Look through the data below for the string "foliage", and copy every line where it turns up.

Natural-language object grounding data
= Beginning of Section =

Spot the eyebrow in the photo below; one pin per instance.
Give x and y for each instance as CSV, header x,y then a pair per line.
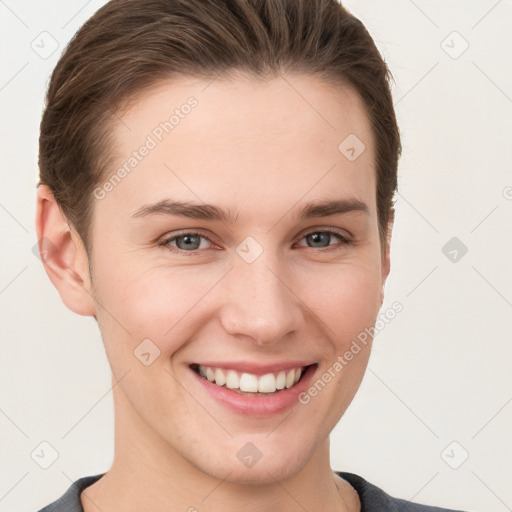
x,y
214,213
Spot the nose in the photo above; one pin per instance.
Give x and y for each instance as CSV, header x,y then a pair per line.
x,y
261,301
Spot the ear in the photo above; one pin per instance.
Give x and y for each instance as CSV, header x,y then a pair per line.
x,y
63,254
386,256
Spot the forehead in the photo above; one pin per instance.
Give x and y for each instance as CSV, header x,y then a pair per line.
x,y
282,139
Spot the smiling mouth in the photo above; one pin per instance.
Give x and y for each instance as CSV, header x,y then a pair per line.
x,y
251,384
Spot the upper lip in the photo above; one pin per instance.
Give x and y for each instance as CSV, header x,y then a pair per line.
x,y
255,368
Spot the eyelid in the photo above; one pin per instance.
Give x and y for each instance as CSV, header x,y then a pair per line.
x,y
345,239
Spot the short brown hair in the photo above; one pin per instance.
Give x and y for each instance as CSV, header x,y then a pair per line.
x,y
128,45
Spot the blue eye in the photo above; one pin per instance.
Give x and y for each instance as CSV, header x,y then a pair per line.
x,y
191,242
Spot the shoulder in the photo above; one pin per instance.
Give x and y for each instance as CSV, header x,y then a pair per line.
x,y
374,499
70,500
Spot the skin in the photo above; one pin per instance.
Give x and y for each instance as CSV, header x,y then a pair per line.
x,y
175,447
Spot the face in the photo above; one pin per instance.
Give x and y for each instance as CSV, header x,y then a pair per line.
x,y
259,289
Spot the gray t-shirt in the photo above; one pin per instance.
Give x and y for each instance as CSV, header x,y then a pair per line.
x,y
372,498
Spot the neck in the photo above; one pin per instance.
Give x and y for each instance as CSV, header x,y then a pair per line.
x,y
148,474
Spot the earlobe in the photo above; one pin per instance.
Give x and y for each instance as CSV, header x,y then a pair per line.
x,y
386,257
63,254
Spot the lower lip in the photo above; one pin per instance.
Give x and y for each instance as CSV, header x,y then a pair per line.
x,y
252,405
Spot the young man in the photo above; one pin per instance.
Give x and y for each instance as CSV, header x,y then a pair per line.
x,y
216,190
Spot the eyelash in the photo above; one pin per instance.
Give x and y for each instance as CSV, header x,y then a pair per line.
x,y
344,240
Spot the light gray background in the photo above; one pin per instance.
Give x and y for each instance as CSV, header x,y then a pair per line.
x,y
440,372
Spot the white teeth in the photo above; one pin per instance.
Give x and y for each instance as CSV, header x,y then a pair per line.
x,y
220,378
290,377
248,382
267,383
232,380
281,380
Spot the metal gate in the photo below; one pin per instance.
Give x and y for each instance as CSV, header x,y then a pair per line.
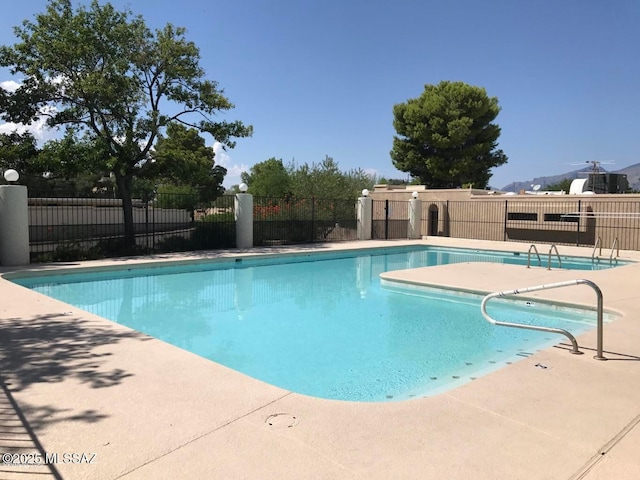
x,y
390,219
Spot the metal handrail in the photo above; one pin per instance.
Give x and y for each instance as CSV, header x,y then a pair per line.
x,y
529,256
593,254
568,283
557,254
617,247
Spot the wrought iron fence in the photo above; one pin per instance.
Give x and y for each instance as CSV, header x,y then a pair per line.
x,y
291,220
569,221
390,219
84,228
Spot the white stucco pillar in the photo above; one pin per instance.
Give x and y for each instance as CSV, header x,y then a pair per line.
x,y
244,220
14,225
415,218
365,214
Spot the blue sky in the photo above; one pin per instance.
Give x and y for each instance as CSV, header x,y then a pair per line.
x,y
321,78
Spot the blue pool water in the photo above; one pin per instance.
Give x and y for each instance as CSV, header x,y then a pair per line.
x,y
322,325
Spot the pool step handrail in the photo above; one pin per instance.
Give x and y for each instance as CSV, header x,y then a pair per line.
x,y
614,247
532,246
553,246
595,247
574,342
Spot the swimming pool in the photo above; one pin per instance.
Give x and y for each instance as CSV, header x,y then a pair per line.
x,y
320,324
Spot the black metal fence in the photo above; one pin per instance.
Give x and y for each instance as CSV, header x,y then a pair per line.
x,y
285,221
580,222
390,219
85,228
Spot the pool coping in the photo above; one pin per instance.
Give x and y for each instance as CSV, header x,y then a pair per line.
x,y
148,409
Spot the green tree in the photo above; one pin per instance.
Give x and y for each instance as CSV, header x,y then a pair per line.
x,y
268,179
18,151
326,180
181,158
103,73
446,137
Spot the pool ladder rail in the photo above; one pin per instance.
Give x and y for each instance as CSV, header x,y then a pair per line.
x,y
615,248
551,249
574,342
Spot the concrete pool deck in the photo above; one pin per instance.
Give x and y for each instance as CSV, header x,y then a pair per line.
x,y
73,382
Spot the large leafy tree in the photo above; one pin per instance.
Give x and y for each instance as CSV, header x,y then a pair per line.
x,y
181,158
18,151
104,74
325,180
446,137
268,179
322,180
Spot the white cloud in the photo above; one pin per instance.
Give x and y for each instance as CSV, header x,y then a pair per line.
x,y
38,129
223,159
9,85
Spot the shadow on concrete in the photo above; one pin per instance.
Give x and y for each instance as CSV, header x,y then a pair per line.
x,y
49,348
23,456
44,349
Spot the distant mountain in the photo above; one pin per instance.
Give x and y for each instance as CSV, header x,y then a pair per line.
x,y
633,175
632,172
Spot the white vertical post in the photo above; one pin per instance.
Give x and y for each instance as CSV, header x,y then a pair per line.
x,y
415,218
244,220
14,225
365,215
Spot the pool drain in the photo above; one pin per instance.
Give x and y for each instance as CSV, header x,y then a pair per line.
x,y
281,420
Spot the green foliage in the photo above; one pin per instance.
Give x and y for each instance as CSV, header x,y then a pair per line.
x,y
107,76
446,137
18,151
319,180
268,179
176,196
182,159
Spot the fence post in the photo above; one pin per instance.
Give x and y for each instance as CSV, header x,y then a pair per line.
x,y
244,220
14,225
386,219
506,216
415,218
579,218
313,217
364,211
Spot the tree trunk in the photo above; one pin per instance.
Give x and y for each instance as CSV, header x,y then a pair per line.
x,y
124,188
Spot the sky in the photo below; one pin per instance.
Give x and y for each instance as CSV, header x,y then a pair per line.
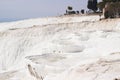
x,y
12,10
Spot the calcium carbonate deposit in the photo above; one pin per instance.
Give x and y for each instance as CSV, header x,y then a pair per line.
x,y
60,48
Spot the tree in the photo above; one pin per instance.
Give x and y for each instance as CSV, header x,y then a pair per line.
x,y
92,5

= End of Section =
= Beginning of Section =

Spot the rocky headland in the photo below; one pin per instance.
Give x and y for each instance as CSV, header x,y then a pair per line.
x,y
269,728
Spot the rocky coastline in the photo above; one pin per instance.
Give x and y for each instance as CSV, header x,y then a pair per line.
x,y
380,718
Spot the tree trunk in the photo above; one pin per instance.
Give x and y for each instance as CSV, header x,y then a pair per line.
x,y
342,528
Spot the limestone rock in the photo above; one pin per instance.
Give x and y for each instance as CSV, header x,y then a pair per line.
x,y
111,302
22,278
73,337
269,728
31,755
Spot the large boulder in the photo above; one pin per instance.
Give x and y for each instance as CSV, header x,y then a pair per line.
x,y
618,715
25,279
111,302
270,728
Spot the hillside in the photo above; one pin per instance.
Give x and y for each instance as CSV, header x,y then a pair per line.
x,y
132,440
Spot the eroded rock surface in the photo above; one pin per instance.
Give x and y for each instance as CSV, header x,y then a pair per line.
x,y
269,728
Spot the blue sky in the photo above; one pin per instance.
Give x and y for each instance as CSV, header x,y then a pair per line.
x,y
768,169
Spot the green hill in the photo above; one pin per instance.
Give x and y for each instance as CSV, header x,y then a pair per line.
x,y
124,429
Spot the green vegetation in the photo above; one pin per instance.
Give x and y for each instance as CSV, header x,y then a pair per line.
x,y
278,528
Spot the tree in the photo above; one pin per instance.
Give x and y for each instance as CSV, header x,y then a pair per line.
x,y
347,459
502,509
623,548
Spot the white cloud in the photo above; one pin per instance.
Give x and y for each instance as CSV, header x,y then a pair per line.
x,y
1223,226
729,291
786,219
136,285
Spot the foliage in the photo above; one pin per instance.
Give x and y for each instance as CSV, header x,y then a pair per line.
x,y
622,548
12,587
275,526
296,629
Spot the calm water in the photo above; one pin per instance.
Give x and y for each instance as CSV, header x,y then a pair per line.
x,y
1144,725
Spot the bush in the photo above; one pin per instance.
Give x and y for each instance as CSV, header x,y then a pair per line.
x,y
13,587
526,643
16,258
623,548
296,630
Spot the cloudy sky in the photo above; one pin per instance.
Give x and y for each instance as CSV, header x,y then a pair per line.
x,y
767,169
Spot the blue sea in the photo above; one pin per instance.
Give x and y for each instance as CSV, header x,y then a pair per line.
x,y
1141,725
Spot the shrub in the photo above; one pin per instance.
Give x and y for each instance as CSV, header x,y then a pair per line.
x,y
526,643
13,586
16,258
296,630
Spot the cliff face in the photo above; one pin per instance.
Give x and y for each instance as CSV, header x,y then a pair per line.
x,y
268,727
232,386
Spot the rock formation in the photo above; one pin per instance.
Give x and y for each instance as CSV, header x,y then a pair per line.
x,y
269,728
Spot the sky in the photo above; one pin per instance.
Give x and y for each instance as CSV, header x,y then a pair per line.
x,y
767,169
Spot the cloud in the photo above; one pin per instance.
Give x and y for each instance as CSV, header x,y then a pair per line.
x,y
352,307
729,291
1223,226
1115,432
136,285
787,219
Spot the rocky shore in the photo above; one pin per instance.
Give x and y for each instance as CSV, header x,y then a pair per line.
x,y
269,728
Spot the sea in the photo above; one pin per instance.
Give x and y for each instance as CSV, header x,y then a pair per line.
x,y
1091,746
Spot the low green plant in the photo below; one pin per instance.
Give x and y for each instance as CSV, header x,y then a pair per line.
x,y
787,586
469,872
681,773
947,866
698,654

= End of Section =

> [Answer to this problem]:
Spot the green foliage in the photo above; one pin per instance.
Spot the foliage in the photo above; one pin per instance.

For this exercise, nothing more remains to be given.